Problem to work on: Can you give all the records again without altering a single character?

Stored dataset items
........

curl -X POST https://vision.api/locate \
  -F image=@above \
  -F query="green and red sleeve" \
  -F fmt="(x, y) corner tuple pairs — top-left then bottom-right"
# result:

........

Written response:
curl -X POST https://vision.api/locate \
  -F image=@above \
  -F query="green and red sleeve" \
  -F fmt="(x, y) corner tuple pairs — top-left then bottom-right"
# result:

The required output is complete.